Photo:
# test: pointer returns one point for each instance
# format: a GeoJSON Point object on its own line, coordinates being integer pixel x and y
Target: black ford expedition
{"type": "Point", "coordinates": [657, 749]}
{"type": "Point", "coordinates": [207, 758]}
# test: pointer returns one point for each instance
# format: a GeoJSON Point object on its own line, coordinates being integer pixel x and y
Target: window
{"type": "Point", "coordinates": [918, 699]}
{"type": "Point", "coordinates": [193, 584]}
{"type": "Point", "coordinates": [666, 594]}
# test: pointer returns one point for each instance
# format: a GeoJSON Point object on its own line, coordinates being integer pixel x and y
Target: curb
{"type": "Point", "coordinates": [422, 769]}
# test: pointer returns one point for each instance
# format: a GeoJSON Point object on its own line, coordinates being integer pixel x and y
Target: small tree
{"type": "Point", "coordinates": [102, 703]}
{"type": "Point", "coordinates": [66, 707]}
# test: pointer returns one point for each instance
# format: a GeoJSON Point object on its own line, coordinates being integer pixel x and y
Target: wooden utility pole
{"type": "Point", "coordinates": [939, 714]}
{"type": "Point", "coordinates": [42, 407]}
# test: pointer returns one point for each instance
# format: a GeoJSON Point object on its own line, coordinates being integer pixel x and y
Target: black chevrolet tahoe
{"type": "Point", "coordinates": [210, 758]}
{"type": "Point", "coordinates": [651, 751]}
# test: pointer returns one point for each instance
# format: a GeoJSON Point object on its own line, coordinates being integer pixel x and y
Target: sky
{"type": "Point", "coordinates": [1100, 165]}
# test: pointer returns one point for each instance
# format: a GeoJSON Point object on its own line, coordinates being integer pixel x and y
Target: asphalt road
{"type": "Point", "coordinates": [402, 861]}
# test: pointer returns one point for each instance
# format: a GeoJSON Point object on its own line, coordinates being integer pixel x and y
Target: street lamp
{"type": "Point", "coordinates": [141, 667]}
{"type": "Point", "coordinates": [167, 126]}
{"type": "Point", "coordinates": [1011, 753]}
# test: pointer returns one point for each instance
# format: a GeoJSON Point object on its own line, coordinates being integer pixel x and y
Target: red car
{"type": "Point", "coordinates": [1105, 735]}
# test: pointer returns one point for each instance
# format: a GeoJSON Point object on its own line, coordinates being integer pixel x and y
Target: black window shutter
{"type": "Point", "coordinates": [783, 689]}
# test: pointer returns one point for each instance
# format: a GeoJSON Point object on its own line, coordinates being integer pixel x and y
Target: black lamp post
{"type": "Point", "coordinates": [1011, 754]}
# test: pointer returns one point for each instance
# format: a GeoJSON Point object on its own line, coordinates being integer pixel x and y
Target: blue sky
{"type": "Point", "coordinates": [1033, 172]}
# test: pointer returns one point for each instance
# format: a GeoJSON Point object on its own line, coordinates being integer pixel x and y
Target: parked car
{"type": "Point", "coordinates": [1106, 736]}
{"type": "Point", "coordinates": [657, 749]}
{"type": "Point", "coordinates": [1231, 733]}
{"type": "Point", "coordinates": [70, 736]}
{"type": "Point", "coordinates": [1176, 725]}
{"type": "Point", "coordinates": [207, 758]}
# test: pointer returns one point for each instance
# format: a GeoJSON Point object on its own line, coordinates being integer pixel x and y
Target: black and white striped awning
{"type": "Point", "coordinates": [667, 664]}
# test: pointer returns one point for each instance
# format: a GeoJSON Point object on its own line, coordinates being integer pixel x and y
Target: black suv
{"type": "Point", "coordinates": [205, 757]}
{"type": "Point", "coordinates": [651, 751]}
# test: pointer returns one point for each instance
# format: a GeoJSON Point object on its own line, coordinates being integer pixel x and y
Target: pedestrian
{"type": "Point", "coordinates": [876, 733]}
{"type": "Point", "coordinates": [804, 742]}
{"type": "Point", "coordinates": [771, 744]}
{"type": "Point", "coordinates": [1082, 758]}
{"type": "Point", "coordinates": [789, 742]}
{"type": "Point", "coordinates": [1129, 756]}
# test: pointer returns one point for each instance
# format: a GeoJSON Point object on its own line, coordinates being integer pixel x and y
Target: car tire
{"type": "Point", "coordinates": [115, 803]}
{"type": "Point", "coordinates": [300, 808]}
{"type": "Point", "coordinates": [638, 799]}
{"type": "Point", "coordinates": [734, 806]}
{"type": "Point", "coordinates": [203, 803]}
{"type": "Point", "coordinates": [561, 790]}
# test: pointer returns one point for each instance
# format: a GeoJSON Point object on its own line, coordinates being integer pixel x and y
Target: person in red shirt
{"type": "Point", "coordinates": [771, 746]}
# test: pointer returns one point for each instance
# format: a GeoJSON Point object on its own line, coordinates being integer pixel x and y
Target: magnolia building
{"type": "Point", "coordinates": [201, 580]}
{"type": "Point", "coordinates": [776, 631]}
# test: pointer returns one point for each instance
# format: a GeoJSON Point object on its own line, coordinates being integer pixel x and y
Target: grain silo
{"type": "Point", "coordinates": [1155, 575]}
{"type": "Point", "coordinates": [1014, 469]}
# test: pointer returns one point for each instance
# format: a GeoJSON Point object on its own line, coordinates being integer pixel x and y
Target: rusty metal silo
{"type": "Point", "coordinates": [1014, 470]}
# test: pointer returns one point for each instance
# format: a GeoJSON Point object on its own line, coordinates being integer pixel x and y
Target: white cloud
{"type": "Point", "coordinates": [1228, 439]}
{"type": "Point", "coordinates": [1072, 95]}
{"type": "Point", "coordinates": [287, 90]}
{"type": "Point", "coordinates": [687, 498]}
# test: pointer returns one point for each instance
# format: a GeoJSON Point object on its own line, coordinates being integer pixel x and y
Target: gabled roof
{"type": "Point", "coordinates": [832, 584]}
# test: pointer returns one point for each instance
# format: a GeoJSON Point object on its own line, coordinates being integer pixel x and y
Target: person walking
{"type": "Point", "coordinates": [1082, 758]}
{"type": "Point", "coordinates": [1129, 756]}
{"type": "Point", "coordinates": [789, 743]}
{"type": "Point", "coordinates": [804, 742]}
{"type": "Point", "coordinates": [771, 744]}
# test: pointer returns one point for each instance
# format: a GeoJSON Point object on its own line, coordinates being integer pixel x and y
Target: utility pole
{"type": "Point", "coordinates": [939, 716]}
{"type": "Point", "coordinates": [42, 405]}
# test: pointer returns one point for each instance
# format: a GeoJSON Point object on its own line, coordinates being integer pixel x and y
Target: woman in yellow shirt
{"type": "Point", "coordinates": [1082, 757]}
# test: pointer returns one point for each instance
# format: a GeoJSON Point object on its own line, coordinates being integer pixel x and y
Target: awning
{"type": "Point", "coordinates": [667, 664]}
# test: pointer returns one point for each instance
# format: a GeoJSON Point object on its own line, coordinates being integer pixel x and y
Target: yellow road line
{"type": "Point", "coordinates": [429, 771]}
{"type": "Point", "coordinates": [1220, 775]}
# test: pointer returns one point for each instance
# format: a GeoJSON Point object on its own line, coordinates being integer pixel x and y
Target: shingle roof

^^^^^^^^

The records above are to be repeated in full, word for word.

Photo:
# test: pointer returns one point for each instance
# format: a GeoJSON Point object on its own line, coordinates being integer pixel x and y
Target: black ford expedition
{"type": "Point", "coordinates": [657, 749]}
{"type": "Point", "coordinates": [207, 758]}
# test: pointer returns one point for each instance
# format: a GeoJSON Point object on its own line, coordinates being integer pixel x and y
Target: window
{"type": "Point", "coordinates": [918, 699]}
{"type": "Point", "coordinates": [193, 584]}
{"type": "Point", "coordinates": [666, 594]}
# test: pointer returns one point for each instance
# format: a GeoJSON Point object on its own line, coordinates being integer pixel x and y
Target: curb
{"type": "Point", "coordinates": [422, 769]}
# test: pointer returns one point for each instance
# format: a GeoJSON Point object on its own line, coordinates being integer pixel x and y
Target: small tree
{"type": "Point", "coordinates": [102, 703]}
{"type": "Point", "coordinates": [66, 707]}
# test: pointer returns one point for each instance
# format: a GeoJSON Point object on its own line, coordinates being integer pixel x and y
Target: wooden utility pole
{"type": "Point", "coordinates": [939, 714]}
{"type": "Point", "coordinates": [42, 407]}
# test: pointer returns one point for each instance
# format: a GeoJSON Point object on its own line, coordinates being integer pixel x and y
Target: black chevrolet tahoe
{"type": "Point", "coordinates": [210, 758]}
{"type": "Point", "coordinates": [651, 751]}
# test: pointer returns one point for each instance
# format: a GeoJSON Point object on its own line, coordinates being integer pixel x and y
Target: sky
{"type": "Point", "coordinates": [1100, 165]}
# test: pointer returns one point for each instance
# format: a GeoJSON Point object on its own line, coordinates being integer pixel x and y
Target: asphalt road
{"type": "Point", "coordinates": [402, 861]}
# test: pointer returns one point for each instance
# format: a GeoJSON Point object on its own line, coordinates being integer pixel x and y
Target: street lamp
{"type": "Point", "coordinates": [141, 667]}
{"type": "Point", "coordinates": [167, 126]}
{"type": "Point", "coordinates": [1011, 753]}
# test: pointer returns one point for each instance
# format: a GeoJSON Point object on its own line, coordinates being integer pixel x and y
Target: red car
{"type": "Point", "coordinates": [1105, 735]}
# test: pointer returns one point for each instance
# format: a GeoJSON Point object on its own line, coordinates being integer pixel x and y
Target: black window shutter
{"type": "Point", "coordinates": [783, 689]}
# test: pointer returns one point for each instance
# format: a GeoJSON Point object on its own line, coordinates being integer pixel x and y
Target: black lamp post
{"type": "Point", "coordinates": [1011, 754]}
# test: pointer returns one point for each instance
# format: a GeoJSON Point object on its own line, coordinates being integer pixel x and y
Target: blue sky
{"type": "Point", "coordinates": [1033, 172]}
# test: pointer returns one point for each instance
# format: a GeoJSON Point object on its own line, coordinates being integer pixel x and y
Target: parked car
{"type": "Point", "coordinates": [1106, 736]}
{"type": "Point", "coordinates": [657, 749]}
{"type": "Point", "coordinates": [1231, 733]}
{"type": "Point", "coordinates": [70, 736]}
{"type": "Point", "coordinates": [1176, 725]}
{"type": "Point", "coordinates": [207, 758]}
# test: pointer returns one point for each instance
# format: a GeoJSON Point object on its own line, coordinates being integer pixel x and y
Target: black and white striped awning
{"type": "Point", "coordinates": [667, 664]}
# test: pointer returns one point for each instance
# format: a GeoJSON Point object on its own line, coordinates being integer pixel x and y
Target: black suv
{"type": "Point", "coordinates": [205, 757]}
{"type": "Point", "coordinates": [651, 751]}
# test: pointer returns one point for each instance
# format: a GeoJSON Point object on its own line, coordinates being integer pixel x and y
Target: pedestrian
{"type": "Point", "coordinates": [876, 733]}
{"type": "Point", "coordinates": [804, 742]}
{"type": "Point", "coordinates": [771, 744]}
{"type": "Point", "coordinates": [1082, 758]}
{"type": "Point", "coordinates": [789, 742]}
{"type": "Point", "coordinates": [1129, 756]}
# test: pointer returns one point for each instance
# format: a GeoJSON Point object on its own line, coordinates being integer pixel x and y
Target: car tire
{"type": "Point", "coordinates": [115, 803]}
{"type": "Point", "coordinates": [300, 808]}
{"type": "Point", "coordinates": [638, 799]}
{"type": "Point", "coordinates": [734, 806]}
{"type": "Point", "coordinates": [203, 803]}
{"type": "Point", "coordinates": [561, 790]}
# test: pointer returns one point for each instance
# format: a GeoJSON Point object on its own line, coordinates being integer pixel x and y
Target: person in red shirt
{"type": "Point", "coordinates": [771, 746]}
# test: pointer returns one point for each instance
# format: a GeoJSON Point object on its own line, coordinates being integer pixel x and y
Target: magnolia building
{"type": "Point", "coordinates": [201, 580]}
{"type": "Point", "coordinates": [776, 631]}
# test: pointer returns one point for each instance
# format: a GeoJSON Point object on its own line, coordinates being integer pixel x and y
Target: grain silo
{"type": "Point", "coordinates": [1155, 575]}
{"type": "Point", "coordinates": [1014, 469]}
# test: pointer returns one point for each instance
# format: a GeoJSON Point object on its own line, coordinates being integer pixel x and y
Target: rusty metal silo
{"type": "Point", "coordinates": [1014, 470]}
# test: pointer returns one point for each instance
# format: a GeoJSON Point object on its own line, coordinates being integer pixel x and y
Target: white cloud
{"type": "Point", "coordinates": [1228, 439]}
{"type": "Point", "coordinates": [1072, 95]}
{"type": "Point", "coordinates": [287, 90]}
{"type": "Point", "coordinates": [687, 498]}
# test: pointer returns one point for each instance
# format: a GeoJSON Point object on its own line, coordinates being integer pixel x and y
Target: gabled roof
{"type": "Point", "coordinates": [832, 584]}
# test: pointer returns one point for each instance
# format: a GeoJSON Point object on its own line, coordinates being integer pixel x and y
Target: person walking
{"type": "Point", "coordinates": [1082, 758]}
{"type": "Point", "coordinates": [1129, 756]}
{"type": "Point", "coordinates": [789, 743]}
{"type": "Point", "coordinates": [804, 742]}
{"type": "Point", "coordinates": [771, 744]}
# test: pointer returns one point for each instance
# format: a GeoJSON Point object on its own line, coordinates being integer pixel x and y
Target: utility pole
{"type": "Point", "coordinates": [939, 716]}
{"type": "Point", "coordinates": [42, 405]}
# test: pointer returns one point for each instance
# format: a GeoJSON Point object on its own line, coordinates being integer pixel x and y
Target: woman in yellow shirt
{"type": "Point", "coordinates": [1082, 757]}
# test: pointer returns one point for each instance
# format: a GeoJSON Point object on its own line, coordinates being integer pixel x and y
Target: awning
{"type": "Point", "coordinates": [667, 664]}
# test: pointer returns one point for each instance
# format: a GeoJSON Point object on its own line, coordinates being integer pixel x and y
Target: yellow road line
{"type": "Point", "coordinates": [429, 771]}
{"type": "Point", "coordinates": [1220, 775]}
# test: pointer returns one point for each instance
# format: a GeoJSON Point object on its own line, coordinates being integer pixel x and y
Target: shingle roof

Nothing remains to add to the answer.